### Objective
All of the lines below are to be transcribed faithfully, with pictures excluded from the copy.

Source records
* * *
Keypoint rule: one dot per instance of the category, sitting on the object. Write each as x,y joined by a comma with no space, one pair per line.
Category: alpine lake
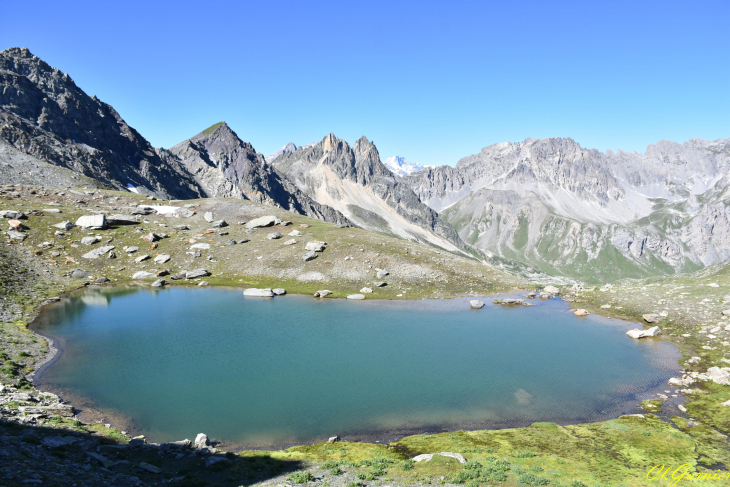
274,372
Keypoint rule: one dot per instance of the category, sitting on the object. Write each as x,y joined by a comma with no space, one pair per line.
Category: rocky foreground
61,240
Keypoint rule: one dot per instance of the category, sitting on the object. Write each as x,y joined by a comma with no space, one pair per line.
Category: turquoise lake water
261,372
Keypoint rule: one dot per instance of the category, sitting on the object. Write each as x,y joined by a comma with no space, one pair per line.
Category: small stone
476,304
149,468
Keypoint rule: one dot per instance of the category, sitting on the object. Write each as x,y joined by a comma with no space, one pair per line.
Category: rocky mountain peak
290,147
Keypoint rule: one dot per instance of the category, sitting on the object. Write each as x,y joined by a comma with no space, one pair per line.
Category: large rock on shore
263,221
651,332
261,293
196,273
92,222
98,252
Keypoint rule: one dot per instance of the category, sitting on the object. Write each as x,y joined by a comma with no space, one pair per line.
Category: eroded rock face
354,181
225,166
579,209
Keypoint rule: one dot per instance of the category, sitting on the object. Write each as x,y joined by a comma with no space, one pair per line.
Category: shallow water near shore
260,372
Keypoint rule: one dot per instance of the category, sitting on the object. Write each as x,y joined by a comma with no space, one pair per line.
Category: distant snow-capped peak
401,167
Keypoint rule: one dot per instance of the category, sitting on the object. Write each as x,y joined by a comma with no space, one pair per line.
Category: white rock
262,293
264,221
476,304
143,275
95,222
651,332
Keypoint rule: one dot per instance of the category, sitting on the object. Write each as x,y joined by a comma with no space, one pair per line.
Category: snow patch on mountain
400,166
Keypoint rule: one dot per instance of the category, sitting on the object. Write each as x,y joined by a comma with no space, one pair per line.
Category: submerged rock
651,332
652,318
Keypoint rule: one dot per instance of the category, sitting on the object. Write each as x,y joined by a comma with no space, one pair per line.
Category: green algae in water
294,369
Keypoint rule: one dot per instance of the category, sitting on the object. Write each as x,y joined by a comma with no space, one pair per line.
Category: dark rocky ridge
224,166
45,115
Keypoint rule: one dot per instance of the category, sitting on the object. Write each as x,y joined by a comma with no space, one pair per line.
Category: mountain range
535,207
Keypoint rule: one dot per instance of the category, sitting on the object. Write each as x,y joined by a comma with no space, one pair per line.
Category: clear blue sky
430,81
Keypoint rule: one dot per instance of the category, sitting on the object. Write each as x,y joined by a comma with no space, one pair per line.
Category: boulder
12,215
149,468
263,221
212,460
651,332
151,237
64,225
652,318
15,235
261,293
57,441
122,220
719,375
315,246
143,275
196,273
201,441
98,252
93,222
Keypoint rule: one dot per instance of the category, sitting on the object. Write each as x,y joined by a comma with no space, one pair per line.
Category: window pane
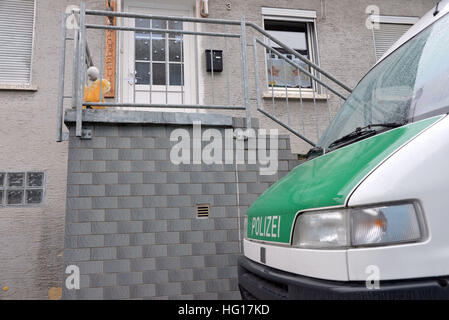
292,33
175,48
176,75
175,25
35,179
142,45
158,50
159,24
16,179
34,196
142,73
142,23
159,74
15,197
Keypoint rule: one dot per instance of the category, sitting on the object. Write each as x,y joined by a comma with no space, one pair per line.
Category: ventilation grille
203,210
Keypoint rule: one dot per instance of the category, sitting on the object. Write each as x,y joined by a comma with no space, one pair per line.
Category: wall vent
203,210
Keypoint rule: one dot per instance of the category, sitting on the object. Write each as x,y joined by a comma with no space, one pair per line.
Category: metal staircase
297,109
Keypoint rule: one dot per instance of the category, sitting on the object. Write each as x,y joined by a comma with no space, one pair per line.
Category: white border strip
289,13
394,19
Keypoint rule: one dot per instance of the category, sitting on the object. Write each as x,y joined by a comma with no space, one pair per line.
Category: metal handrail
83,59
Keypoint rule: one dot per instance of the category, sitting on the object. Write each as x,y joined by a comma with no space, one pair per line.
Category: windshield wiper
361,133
* * *
### Solution to the exercise
Keypoint rule: one dot per instance of the category, sitting on the object. Write each as x,y joined by a comma with no space, one pair per line.
Category: alpine lake
274,372
Keypoint rule: one dot per instance of the category, sitting on the object. Write each as x,y joined by a comma with no space, one pair per line.
Category: rocky foreground
61,240
Keypoint rule: one dot per instance of the category, sitting on the object. Write each as x,y joined by a comma with no space, one pair per line.
Category: turquoise lake water
261,372
Keypoint rule: one dot per instance of the category, sitting on the object. Write each as x,y joined by a comma with no space, one pair per line.
Category: small stone
476,304
149,468
Keypoint rule: one dot per instance of the category, sitting on the object. Write each as x,y joined by a comma with no space, one pair per line.
Category: rocky mountain peak
290,147
Keypoint rule: one dot per instance of the category, sitting on the object. Write each as x,y joined by a comma with no space, one pair per line.
Category: large rock on shore
263,221
651,332
261,293
196,273
92,222
98,252
Keypoint rule: one dot per instance of the category, sitting on the object. Write each as x,y joined by a comma with no space, one pair per line.
Category: eroded rock face
354,181
225,166
579,209
Keypoint rule: one dot per instance of the category, sitting on the object. Write each as x,y joined by a comma with no space, one pair per line.
Category: shallow water near shore
260,372
Keypoint rule: one dot per instance of the category, sitting on the object. Write each as x,y joined by a comma with no space, one pair per line.
Category: distant snow-capped peak
401,167
Keypoint rule: one dot per instance of the category, sitting on the object. Write each as x,y joined by a comma with no space, one pair per line.
Category: white rock
262,293
264,221
476,304
143,275
95,222
651,332
Keypoint rule: one dot per instance of the category, sitting on the object. Write each as x,y joined by a comma with no space, one pair per line.
Category: snow patch on mountain
400,166
Keypoint rule: one dot per instance of the category, sitting on the object. Write each as x,y joined by a comma with no space, one pair per line.
Category: submerged rock
651,332
652,318
Keypoint rule: one dot per instance of the category, sitting on the object. Write each as x,y joined by a comma with no space, one pair per line.
Category: green algae in water
294,369
Keypoint rule: one dot per instance of the category, sitting on the object. Write each as x,y joined by a comma with no space, one pair per line.
Category: dark rocky ridge
224,166
45,115
Keypoint rule: one dot per instance of the category, sitting on the object. Write each as x,y joined by a comma with no space, one pair per line.
Category: mountain range
535,207
Keypoint rule: one dot per instance of the category, sitting on the object. Write each as x,y joined by a comma with no space, one pair per line.
Category: clear blue sky
430,81
Keypoint rule: one dot per instance of the category, sitting on the object. Write each as x,y joined by a comma with no space, one pair per line.
Category: boulder
12,215
149,468
263,221
212,460
651,332
151,237
64,225
652,318
15,235
261,293
57,441
122,220
719,375
315,246
143,275
196,273
201,441
98,252
93,222
Keypoint rule: one dot per instance of the category, sitting on the object. Write each as x,y joined by a comma with no space, one pair per line.
Category: window pane
292,33
175,48
176,75
175,25
35,179
142,45
158,50
159,24
16,179
34,196
142,73
142,23
159,74
15,197
Keypoint rule: one dot per instance of the category, sitting on the object. Write each as x,y joined by a comma with no space, one pair per line.
Category: ventilation grille
203,210
Keypoint rule: one dot per instance of the category, sitting on the object. Write each as x,y joined by a comma with no space, one pair per line.
Category: wall vent
203,210
Keypoint rule: one dot per instance of the category, sitting on the object. Write each as x,y joined by a comma with no space, one pair per line.
Category: metal staircase
297,109
Keypoint rule: one dot per instance of the category, sitting on the object. Write each as x,y joined by a comma with no space, one pair per line.
Category: white border strip
289,13
394,19
Keypoint rule: one dot per instance of the category, sitting on the object. Write each as x,y joined by a comma with no space, one pair per line.
Category: metal handrail
83,59
Keypoint rule: one dot per instance of the category, sitting on the object. Write each as x,y joined by a comma with no space, one pair per line.
Category: windshield wiper
361,133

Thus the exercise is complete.